Natural language region descriptions
--------------------------------------------------

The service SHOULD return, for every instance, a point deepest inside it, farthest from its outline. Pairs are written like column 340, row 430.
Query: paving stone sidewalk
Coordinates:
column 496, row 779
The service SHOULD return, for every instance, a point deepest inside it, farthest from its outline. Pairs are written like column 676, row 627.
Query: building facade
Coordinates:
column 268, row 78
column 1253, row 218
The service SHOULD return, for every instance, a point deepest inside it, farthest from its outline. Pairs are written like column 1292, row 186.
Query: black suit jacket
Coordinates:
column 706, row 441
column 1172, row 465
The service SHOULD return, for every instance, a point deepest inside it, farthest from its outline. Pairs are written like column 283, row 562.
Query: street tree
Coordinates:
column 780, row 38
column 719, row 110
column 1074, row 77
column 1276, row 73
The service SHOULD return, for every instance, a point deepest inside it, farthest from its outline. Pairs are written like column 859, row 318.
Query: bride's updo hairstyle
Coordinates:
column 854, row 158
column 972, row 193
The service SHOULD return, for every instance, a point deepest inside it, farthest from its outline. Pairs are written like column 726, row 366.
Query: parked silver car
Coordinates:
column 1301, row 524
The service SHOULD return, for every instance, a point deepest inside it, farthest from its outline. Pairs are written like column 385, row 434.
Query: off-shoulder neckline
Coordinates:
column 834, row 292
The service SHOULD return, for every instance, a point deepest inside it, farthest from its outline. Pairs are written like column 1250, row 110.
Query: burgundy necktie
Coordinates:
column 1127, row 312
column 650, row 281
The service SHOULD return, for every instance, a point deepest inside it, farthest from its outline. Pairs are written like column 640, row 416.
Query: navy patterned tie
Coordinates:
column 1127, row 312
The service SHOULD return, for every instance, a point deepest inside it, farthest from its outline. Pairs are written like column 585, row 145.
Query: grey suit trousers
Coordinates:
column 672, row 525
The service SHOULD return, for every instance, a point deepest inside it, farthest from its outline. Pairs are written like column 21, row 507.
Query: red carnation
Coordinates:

--------------------------------------------------

Above are the records; please copy exactly their first line and each line after it through the line containing "Query: street tree", and no line after that.

The service SHOULD return, for every instance, a point deepest inside it, farthest from its outline. Pairs are written like column 340, row 430.
Query: paving stone sidewalk
Coordinates:
column 496, row 779
The service SHOULD return, for every instance, a point deepest inside it, farthest from its outline. Pairs are written like column 676, row 627.
Query: building facade
Coordinates:
column 268, row 78
column 1253, row 218
The service SHOULD return, for every instance, a point deepest inside it, farthest from its outline. Pairs are written like column 1292, row 186.
Query: black suit jacket
Coordinates:
column 706, row 441
column 1172, row 465
The service SHOULD return, for every instance, a point deepest inside it, farthest from its outline. Pairs are written like column 283, row 562.
Query: street tree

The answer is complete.